* _Instructions for the task_
Copy out every line of the items below, requests included, adding 105 to each coordinate value in the answers. The format samples in the requests keep their original numbers.

─── Data shown

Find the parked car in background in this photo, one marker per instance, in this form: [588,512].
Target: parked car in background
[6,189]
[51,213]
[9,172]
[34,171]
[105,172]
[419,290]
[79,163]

──────

* _Full solution_
Find the parked car in background in this photo, one marker per instance, in this form: [588,512].
Target: parked car in background
[111,294]
[156,318]
[114,277]
[139,276]
[210,277]
[524,395]
[184,268]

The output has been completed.